# WORK TO COMPLETE
1 - In the biopsy forum thread, how many cores did Wheel have taken?
2 - From the biopsy forum thread, write out the passage that opens with the words containing "I'm not complaining, just" and closes with "my transperineal biopsies.".

# PAGE EXTRACT

####################

Biopsy without any bleeding

Ken71
Ken71 Member Posts: 12 Member

I'm not complaining, just curious. Had transrectal targeted biopsy (5 sites) with no blood in urine or semen. After all I've read about blood lasting for weeks, has anyone not experienced much bleeding? A pre-cancerous HG_PIN neoplasia was found. So cancer free for now!

Comments

  • jc5549
    jc5549 Member Posts: 71 Member

    I experienced blood in my semen after both of my transperineal biopsies.

    If you had targeted biopsies only, then you had approximately 14 fewer biopsies when compared to those who had targeted + random. It does make sense you would have less bleeding. I expect there is going to be a move towards targeted biopsies only (fewer or no random sampling) as the reliability of MRI progresses in regard to diagnosing significant disease only.


    jc

  • Wheel
    Wheel Member Posts: 194 Member

    Ken,

    Good for you. I had no blood in my urine but did have the rusty semen. It might be the few cores that your Doctor took. I had 15 cores takes, 3 from a PIRADS 4 lesion that turned out benign. It was good thing my Urologist in my case did the additional grid random as that it where my cancerous cores were.

  • Ken71
    Ken71 Member Posts: 12 Member

    I asked about the random but the radiologist said he only does targeted. (My urologist does random but I wanted an in-bore MRI biopsy which he recommended). So I wonder if they missed something?

####################

[Dataset excerpts]
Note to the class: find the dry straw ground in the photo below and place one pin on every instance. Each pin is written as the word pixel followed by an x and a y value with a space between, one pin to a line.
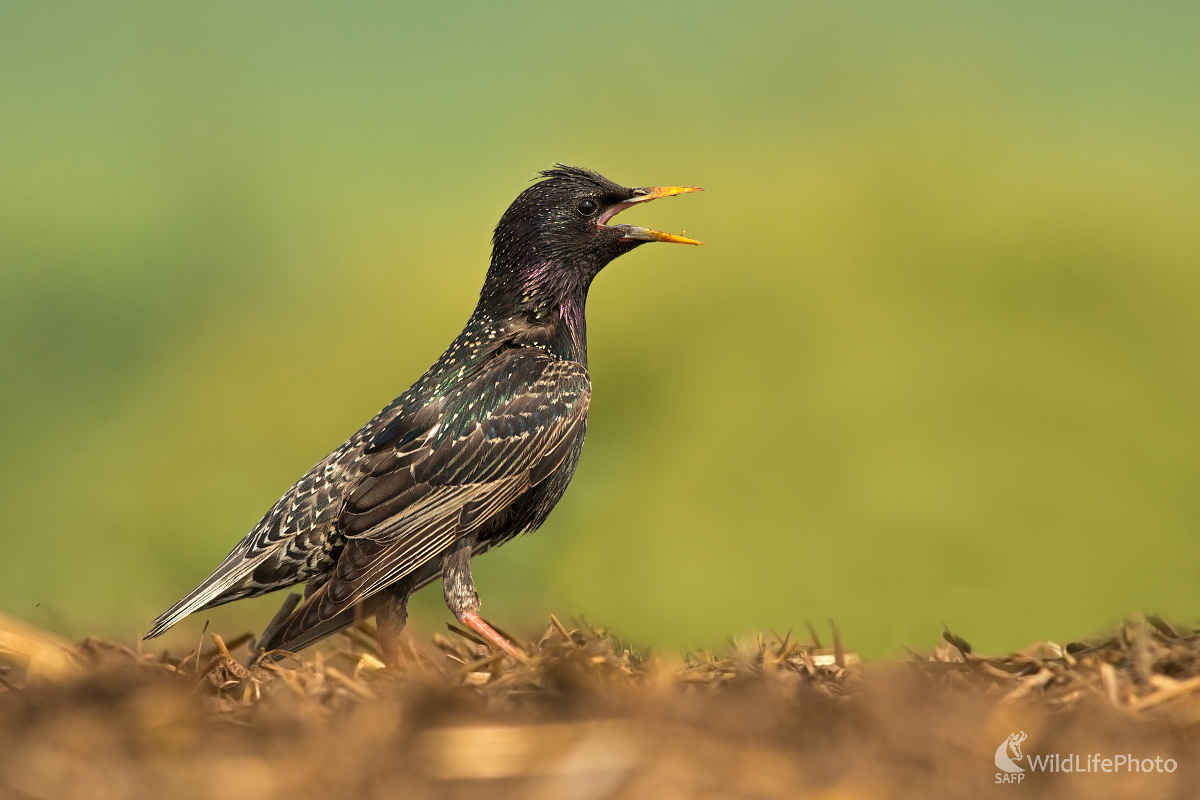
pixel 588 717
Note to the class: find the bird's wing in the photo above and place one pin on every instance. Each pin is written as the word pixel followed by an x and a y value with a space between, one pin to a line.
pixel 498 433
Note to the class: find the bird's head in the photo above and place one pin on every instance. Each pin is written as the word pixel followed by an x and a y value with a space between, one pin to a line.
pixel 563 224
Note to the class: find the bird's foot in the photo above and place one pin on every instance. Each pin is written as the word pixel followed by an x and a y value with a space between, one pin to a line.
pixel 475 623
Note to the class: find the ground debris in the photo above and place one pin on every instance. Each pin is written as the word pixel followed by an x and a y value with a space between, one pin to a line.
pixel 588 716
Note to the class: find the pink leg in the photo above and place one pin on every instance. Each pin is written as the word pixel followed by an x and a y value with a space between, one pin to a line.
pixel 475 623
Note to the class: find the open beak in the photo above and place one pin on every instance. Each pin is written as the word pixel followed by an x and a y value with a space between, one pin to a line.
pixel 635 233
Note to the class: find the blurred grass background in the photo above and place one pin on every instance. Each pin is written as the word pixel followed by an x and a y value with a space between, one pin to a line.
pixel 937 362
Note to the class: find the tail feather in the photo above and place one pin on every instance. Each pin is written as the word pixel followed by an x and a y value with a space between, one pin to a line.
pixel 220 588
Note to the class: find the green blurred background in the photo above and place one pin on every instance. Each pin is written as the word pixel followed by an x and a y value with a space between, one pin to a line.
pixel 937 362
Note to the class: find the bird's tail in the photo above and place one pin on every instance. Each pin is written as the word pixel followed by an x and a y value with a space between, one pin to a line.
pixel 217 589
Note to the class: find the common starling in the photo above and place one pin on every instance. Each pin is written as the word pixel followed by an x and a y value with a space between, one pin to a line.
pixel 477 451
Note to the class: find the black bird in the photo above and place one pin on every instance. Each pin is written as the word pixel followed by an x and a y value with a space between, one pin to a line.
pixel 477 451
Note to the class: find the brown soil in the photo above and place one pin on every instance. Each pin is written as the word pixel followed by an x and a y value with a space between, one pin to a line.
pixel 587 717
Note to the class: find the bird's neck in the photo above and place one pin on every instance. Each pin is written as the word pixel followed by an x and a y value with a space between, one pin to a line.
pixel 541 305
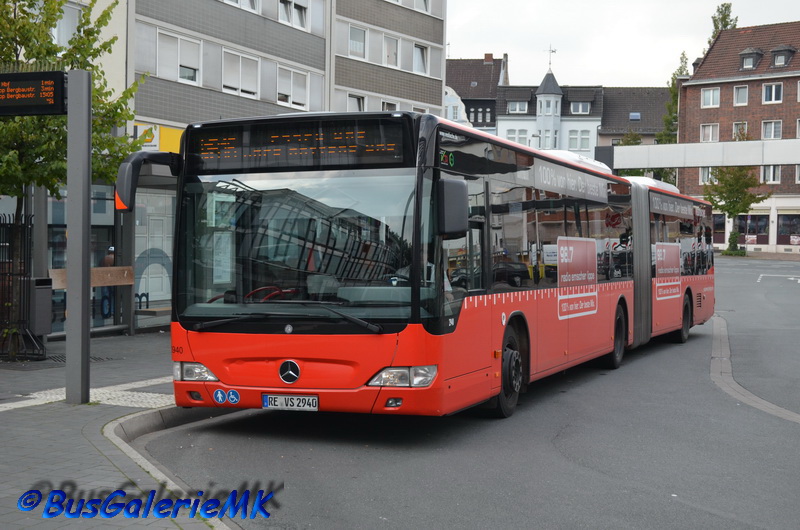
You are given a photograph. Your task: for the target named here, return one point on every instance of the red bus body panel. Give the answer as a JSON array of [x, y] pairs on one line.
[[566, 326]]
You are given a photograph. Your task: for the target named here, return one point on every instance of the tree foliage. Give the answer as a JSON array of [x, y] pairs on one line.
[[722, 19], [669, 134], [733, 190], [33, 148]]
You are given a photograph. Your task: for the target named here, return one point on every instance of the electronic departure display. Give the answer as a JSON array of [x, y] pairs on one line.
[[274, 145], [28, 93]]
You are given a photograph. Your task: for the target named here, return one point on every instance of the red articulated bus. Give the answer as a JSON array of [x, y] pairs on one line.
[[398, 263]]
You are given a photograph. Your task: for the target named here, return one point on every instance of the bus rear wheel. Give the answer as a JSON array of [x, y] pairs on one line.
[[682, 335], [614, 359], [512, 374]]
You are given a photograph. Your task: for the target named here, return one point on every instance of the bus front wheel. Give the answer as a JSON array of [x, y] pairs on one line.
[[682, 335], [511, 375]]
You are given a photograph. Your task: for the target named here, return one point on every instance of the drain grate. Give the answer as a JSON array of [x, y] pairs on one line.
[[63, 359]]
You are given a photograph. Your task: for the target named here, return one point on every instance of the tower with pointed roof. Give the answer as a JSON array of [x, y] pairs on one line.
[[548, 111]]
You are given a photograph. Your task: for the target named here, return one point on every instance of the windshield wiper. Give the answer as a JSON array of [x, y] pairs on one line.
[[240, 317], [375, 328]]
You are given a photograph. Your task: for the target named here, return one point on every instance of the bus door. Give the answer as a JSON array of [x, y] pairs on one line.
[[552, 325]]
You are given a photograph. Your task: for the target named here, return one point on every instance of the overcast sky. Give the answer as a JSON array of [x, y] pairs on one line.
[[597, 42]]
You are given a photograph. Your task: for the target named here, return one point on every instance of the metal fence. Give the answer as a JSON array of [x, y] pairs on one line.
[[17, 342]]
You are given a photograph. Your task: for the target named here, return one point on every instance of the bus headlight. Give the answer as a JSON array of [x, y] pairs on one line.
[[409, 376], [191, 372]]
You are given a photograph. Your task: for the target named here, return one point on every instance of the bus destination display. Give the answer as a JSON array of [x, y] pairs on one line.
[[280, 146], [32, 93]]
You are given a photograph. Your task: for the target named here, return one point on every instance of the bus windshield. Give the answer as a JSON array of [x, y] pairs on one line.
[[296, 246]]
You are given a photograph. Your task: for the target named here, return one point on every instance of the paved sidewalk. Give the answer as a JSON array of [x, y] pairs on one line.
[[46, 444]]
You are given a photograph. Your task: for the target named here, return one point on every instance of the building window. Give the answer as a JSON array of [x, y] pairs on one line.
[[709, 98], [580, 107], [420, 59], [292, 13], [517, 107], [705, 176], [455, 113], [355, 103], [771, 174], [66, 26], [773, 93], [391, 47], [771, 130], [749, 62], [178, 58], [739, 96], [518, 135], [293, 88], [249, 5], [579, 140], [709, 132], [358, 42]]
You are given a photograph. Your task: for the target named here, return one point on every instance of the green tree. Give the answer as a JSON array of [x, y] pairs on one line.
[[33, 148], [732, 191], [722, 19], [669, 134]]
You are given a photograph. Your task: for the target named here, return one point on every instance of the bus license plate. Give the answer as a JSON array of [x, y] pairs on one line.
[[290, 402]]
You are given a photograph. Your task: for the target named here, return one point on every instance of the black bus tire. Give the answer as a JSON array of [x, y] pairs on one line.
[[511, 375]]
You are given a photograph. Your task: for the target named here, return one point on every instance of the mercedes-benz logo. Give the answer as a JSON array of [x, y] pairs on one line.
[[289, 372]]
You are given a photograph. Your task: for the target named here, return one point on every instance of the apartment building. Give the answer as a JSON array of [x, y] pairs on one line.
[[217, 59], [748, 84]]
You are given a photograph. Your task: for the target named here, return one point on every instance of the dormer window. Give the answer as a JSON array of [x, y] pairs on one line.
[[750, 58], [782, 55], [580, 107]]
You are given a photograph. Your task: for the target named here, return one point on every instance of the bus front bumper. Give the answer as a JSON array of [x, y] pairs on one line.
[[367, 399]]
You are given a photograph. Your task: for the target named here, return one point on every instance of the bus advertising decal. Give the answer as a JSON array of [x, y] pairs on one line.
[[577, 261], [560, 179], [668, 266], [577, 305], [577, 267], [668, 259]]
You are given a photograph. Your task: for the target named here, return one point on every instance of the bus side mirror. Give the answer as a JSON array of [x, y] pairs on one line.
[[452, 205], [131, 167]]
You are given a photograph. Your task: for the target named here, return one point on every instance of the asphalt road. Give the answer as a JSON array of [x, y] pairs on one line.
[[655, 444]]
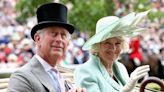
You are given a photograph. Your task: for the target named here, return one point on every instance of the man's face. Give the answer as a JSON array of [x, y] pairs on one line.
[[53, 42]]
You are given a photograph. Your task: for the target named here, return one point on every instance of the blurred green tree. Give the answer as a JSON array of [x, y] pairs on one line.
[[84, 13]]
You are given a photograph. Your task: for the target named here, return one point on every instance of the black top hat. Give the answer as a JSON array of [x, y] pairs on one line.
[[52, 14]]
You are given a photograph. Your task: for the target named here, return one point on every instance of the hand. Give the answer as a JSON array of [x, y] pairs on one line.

####################

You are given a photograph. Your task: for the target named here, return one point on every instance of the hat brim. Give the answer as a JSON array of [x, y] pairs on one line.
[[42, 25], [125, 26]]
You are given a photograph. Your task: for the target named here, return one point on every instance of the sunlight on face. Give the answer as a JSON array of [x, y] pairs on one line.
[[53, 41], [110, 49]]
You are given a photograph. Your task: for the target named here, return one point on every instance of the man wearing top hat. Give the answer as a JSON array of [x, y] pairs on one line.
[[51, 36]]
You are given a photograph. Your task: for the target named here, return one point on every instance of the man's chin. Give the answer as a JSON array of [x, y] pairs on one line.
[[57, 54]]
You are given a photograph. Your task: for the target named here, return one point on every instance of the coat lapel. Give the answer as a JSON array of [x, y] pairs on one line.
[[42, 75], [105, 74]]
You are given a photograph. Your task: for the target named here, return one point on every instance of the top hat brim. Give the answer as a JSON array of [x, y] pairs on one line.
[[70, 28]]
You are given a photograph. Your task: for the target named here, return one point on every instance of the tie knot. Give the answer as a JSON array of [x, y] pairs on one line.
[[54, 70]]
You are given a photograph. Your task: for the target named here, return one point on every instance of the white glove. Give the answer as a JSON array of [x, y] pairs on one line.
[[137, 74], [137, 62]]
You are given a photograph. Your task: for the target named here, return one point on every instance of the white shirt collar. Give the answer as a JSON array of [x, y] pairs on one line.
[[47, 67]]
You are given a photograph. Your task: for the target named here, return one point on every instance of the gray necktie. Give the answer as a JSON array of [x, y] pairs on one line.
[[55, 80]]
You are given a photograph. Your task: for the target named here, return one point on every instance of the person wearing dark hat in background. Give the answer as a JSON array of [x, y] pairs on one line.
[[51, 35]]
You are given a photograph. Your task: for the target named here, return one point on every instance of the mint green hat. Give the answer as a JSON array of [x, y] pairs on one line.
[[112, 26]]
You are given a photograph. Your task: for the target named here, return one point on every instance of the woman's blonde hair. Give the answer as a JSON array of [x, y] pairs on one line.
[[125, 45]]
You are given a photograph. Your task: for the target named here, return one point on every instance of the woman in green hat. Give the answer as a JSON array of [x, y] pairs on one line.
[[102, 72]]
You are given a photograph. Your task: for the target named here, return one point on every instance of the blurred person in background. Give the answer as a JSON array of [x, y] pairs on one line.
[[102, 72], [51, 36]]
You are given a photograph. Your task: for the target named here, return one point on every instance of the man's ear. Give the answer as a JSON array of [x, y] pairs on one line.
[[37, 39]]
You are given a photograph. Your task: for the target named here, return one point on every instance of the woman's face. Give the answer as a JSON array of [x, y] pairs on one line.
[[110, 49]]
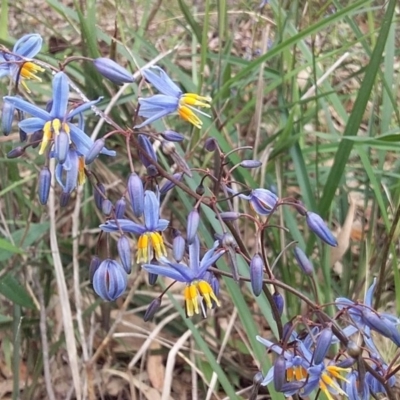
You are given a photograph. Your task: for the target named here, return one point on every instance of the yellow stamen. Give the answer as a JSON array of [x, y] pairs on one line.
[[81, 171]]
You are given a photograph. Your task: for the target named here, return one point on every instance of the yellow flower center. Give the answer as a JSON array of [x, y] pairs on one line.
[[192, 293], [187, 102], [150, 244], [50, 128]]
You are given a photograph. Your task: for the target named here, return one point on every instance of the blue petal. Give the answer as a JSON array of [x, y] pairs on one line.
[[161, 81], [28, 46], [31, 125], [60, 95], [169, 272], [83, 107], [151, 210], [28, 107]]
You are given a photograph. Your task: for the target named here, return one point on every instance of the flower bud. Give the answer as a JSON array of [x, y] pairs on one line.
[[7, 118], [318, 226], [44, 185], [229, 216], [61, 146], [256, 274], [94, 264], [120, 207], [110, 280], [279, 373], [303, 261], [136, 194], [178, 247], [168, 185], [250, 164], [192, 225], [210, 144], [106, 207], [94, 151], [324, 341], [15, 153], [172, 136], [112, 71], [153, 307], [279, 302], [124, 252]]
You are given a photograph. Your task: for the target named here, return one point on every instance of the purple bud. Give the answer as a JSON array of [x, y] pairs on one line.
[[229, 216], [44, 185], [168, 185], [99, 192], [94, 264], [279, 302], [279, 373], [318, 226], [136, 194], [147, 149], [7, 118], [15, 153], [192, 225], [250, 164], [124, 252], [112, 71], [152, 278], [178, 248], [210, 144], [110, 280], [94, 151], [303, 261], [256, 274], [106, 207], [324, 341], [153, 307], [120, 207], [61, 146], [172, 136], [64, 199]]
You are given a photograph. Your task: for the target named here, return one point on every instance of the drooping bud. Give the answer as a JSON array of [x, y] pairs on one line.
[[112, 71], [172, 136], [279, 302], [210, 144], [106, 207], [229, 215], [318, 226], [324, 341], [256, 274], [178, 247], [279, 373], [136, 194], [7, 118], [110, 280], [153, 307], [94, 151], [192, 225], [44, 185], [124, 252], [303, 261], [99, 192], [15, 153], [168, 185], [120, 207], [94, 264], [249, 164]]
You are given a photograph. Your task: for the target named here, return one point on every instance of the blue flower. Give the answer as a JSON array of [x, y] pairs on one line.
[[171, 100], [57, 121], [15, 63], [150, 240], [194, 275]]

####################

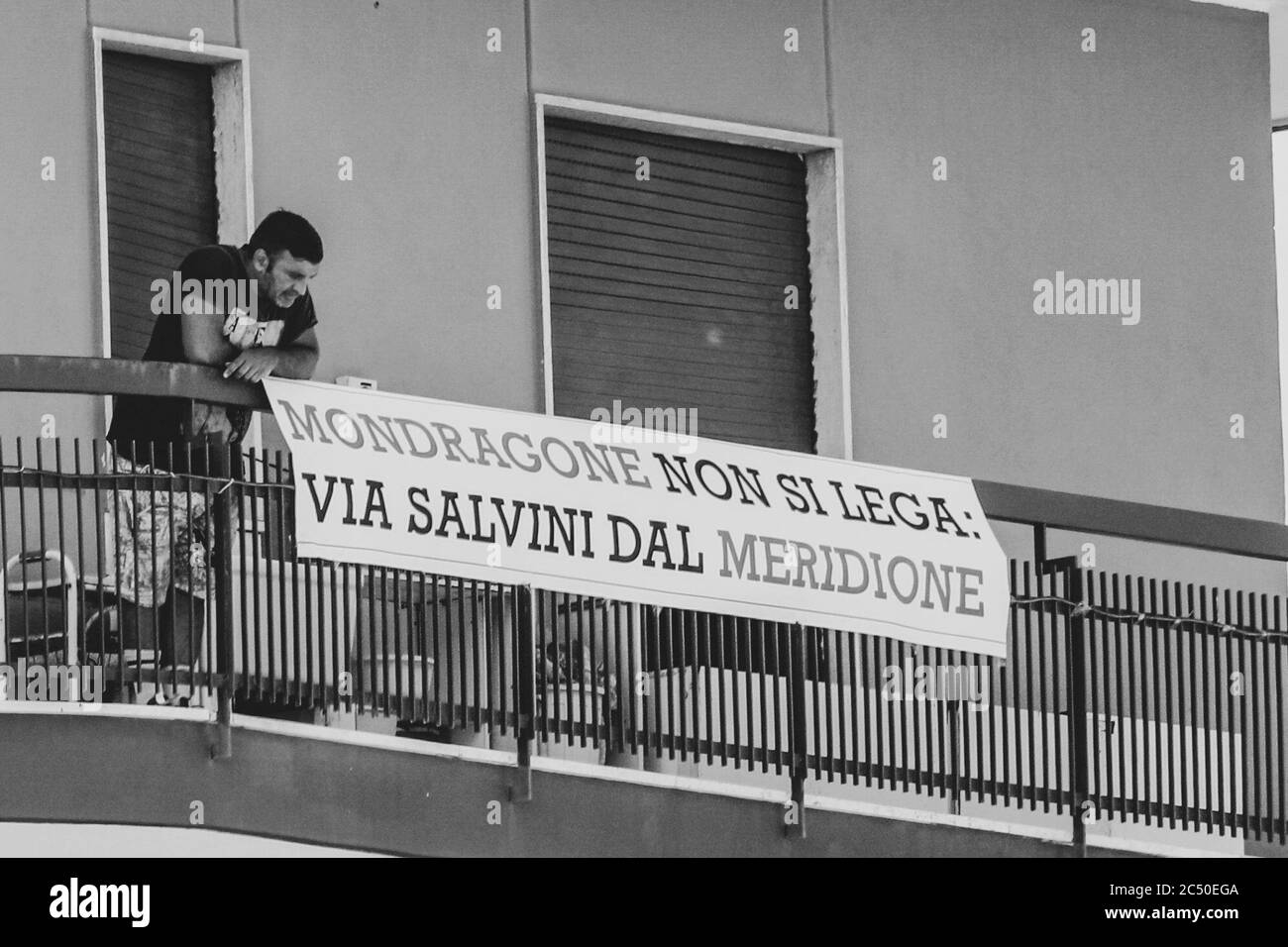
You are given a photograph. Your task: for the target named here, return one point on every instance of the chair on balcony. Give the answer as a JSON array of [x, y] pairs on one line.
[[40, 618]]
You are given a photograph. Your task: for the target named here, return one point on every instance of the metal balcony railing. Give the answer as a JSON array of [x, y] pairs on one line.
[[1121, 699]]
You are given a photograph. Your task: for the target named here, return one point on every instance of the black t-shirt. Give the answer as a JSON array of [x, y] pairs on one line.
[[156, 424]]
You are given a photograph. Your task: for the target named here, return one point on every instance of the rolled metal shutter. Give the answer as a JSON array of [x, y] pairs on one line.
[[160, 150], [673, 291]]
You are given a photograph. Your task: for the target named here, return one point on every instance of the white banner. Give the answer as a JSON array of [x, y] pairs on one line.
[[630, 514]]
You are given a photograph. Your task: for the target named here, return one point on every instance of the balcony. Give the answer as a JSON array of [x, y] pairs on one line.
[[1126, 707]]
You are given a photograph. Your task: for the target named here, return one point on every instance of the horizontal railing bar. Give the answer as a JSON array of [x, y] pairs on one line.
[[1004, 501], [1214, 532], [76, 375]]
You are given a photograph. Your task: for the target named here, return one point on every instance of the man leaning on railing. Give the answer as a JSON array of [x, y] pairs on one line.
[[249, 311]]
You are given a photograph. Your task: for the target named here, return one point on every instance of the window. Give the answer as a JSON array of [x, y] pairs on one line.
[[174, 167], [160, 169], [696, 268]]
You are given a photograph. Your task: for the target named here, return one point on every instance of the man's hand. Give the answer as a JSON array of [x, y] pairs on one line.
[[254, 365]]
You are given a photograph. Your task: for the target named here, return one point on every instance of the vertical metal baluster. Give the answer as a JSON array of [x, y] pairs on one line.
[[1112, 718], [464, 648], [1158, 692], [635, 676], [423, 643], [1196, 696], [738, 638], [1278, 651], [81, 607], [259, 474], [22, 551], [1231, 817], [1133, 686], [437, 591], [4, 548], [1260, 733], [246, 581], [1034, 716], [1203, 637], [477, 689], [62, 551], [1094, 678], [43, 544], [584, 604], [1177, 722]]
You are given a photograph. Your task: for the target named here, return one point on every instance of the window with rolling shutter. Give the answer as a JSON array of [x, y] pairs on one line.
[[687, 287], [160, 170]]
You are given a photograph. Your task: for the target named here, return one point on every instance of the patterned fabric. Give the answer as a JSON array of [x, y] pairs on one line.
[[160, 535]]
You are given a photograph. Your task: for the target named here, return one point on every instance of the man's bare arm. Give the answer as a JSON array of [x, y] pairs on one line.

####################

# ANSWERS BY ITEM
1 - Wheel had 15 cores taken.

2 -
I'm not complaining, just curious. Had transrectal targeted biopsy (5 sites) with no blood in urine or semen. After all I've read about blood lasting for weeks, has anyone not experienced much bleeding? A pre-cancerous HG_PIN neoplasia was found. So cancer free for now!

Comments

  • jc5549
    jc5549 Member Posts: 71 Member

    I experienced blood in my semen after both of my transperineal biopsies.